§ **Task directions**: Write the records out exactly, so that no picture remains in the copy.

....

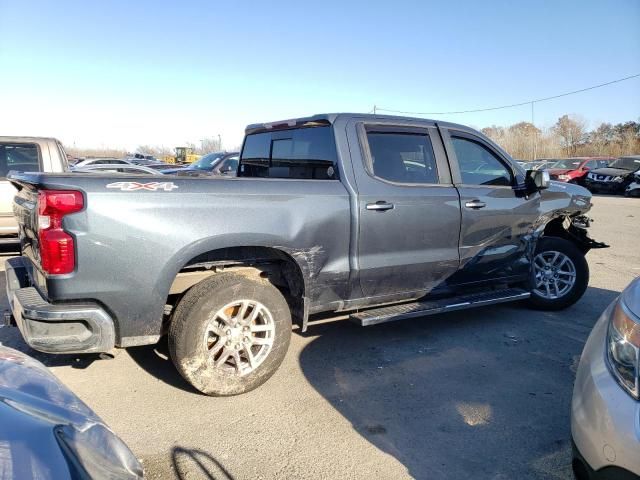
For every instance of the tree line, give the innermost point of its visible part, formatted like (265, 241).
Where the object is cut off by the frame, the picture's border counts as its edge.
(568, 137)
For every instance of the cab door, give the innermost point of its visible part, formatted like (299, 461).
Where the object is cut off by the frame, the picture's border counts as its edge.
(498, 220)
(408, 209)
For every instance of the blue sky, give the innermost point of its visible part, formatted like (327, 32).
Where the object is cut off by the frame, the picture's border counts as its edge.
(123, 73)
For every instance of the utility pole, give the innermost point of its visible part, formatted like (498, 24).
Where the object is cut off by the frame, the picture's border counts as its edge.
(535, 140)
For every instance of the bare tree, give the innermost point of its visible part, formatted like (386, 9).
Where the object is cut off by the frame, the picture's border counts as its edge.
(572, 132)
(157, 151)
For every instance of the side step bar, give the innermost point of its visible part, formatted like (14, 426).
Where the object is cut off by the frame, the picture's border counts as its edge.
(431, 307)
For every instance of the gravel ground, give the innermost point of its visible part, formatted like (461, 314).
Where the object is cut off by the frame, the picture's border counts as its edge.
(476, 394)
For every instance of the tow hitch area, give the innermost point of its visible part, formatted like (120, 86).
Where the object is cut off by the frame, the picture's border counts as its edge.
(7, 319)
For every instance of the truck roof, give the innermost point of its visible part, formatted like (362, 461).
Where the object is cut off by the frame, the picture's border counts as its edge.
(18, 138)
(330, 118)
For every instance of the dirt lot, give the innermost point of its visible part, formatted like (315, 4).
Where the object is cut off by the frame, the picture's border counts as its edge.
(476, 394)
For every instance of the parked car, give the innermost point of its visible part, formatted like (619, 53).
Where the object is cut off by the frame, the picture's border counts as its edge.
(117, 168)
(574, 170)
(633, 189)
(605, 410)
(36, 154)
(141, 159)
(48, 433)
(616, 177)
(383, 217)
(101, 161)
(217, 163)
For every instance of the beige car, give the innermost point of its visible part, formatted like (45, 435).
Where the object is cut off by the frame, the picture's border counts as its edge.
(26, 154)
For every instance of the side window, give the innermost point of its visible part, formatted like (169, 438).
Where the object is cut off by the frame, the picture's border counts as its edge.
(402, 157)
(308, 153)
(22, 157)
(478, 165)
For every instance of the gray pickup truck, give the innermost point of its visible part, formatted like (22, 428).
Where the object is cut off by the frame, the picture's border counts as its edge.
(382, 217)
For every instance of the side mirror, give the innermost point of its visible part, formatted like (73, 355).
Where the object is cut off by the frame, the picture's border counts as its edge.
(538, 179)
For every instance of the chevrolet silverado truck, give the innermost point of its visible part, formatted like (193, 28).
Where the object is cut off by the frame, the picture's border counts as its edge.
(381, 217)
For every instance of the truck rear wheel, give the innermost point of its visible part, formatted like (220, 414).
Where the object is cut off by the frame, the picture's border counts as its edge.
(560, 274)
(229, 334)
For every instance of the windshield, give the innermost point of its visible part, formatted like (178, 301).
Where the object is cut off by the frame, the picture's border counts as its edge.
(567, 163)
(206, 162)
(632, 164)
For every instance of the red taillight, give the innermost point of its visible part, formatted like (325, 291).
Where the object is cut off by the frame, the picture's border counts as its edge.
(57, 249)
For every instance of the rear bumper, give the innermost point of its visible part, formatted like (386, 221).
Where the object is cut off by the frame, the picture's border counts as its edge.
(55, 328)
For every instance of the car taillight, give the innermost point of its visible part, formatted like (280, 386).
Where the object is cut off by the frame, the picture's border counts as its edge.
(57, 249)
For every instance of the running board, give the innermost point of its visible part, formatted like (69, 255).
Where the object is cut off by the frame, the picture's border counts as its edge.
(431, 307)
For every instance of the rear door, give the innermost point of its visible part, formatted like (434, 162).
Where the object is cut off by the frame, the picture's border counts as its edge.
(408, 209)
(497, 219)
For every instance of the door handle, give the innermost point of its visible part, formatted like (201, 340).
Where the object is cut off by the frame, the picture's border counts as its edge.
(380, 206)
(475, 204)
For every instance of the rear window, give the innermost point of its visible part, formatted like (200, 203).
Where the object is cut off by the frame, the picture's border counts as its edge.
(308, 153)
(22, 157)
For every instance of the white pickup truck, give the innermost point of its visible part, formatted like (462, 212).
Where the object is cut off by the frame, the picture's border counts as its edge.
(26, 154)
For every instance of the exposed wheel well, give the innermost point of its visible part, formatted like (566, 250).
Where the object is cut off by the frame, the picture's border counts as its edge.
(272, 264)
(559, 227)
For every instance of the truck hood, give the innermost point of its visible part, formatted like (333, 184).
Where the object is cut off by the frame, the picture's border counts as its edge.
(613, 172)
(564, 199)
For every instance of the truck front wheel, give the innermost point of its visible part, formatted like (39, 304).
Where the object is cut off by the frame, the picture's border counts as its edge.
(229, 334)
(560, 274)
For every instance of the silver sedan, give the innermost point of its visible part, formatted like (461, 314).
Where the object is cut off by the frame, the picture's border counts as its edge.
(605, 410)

....

§ **Exercise solution**:
For every instance of the tree line, give the innermost point of its visible part, formatted like (265, 241).
Where the object is cut off by the frame, the picture's border counts as its edge.
(568, 137)
For every instance of the cab door, give the innermost point of its visible part, formatted like (299, 461).
Where the object is cut off by the frame, the picture's border counts as its edge.
(498, 220)
(408, 209)
For every instance of the blue sky, give the innermost point of its visible part, formatted like (327, 32).
Where the object is cut off by the frame, the picture's border counts as its edge.
(123, 73)
For every instance of the utility pole, give the innermost point of its visible part, formatted like (498, 24).
Where the object is cut off by the frame, the picture's border counts as its edge.
(535, 140)
For every instance of the bare tree, give the innermost point of its visible part, formatted like (386, 9).
Where the object is cut off by the frame, the picture's border counts as its edge.
(572, 132)
(157, 151)
For every instance of the side step bar, give the innermost point of its visible part, formatted like (14, 426).
Where the object is cut off by the frame, the picture's border counts as its edge.
(431, 307)
For every instance of the gravel ground, give the innermost point of its visible part, formatted like (461, 314).
Where the object is cut off by the frame, the picture's border counts as its edge.
(476, 394)
For every instance of the tow hitch area, give the innermost point of its visible part, formatted like (120, 86).
Where the object is cut off by the frame, the picture's border counts as its edge.
(7, 319)
For every instance of the truck roof, give the innermost point of its visible part, formatted like (362, 461).
Where the object is cut off by the frame, the picture's border counts as its edge.
(18, 138)
(330, 118)
For every instance of the dirt lot, give the innermost point of its visible part, formatted like (315, 4).
Where the object is cut off by the frame, the picture's border counts as its edge.
(476, 394)
For every instance of the parked car, give the innermost point of its visible part, formatted like (619, 53).
Where the object is cut off by the frame, the picture's border counts as its edge.
(117, 168)
(574, 170)
(633, 189)
(605, 410)
(36, 154)
(141, 159)
(48, 433)
(616, 177)
(383, 217)
(101, 161)
(217, 163)
For every instance of the beige car, give the innermost point of its visible part, formatted like (45, 435).
Where the object is cut off by the frame, the picture's border counts as its edge.
(26, 154)
For every instance of the side window, give the innermost point of its visible part, formatted like (169, 438).
Where the object is cut off by the frame, the picture's border counts as its edge.
(402, 157)
(308, 153)
(22, 157)
(478, 165)
For every instance of the gray pickup truck, give the innermost point of its visible part, formatted like (22, 428).
Where the object is cut off by the frame, the picture's border counts as its edge.
(382, 217)
For every instance of the side mirror, give the innermost point of its visible part, formatted like (73, 355).
Where the object is cut off by the frame, the picture's border counts as its edge.
(538, 179)
For every instance of the chevrolet silverado truck, give the innermost point of its visible part, formatted like (193, 28).
Where the object is cut off by the frame, the picture's border counts as its edge.
(381, 217)
For every instance of the truck rear wheel, give the innermost point of its visible part, formatted like (220, 414).
Where the object is cut off by the frame, the picture's border counts as its edge.
(560, 274)
(229, 334)
For every instance of the windshield, give the innermost point of its visible part, formatted like (178, 301).
Where the object is cut off by the frame, the picture's border counts as its edge.
(567, 163)
(206, 162)
(632, 164)
For every instance of the red taillight, give the innermost point of its visible part, formatted like (325, 291).
Where the object is cut off by the frame, the picture's border counts as its edge.
(57, 249)
For every instance of the rear bumper, give the innermost point of its visible part, formatted like (386, 221).
Where the object is cut off by the frame, the picture's border counts as its edge.
(55, 328)
For every instance of the car taillight, give the innermost point of its visible part, formatted like (280, 386).
Where the object is cut off by the frame, the picture's border counts as its edge.
(57, 249)
For every instance of the running board, give the innermost point of its visible part, formatted like (69, 255).
Where the object is cut off by the frame, the picture's border counts as its edge.
(431, 307)
For every instance of the rear door, give the innermost point of its visible part, formatted like (434, 162).
Where the object is cut off by the frame, the picture's border counts as its edge.
(408, 209)
(497, 219)
For every instance of the door handle, give the innermost point of its visible part, formatted like (201, 340).
Where the object is cut off by the frame, the picture's border counts as its edge.
(380, 206)
(475, 204)
For every instance of the rear window, give the innermost point of its visible part, formatted like (200, 203).
Where the object is cut off by the frame, the picture's border counts as its edge.
(308, 153)
(22, 157)
For every instance of the white pickup truck, give the innermost point of its visible part, formatted like (462, 212).
Where the object is cut off by the frame, the picture's border counts as its edge.
(26, 154)
For every instance of the exposed wheel well, give the innermost point of its visible part, formatted like (566, 250).
Where the object is cut off by the frame, the picture's border counts as its edge.
(272, 264)
(559, 227)
For every instance of the truck hood, give the innermost point of its visible part, formatted like (333, 184).
Where the object is cut off by the frame, the picture's border counts as its edge.
(613, 172)
(564, 199)
For every instance of the truck front wheel, give the innermost point of its visible part, formatted like (39, 304).
Where the object is cut off by the frame, the picture's border counts as its edge.
(229, 334)
(560, 274)
For every instance of the silver sedan, give the innermost point of its visible part, formatted like (461, 314).
Where the object is cut off by the frame, the picture's border counts as its edge.
(605, 410)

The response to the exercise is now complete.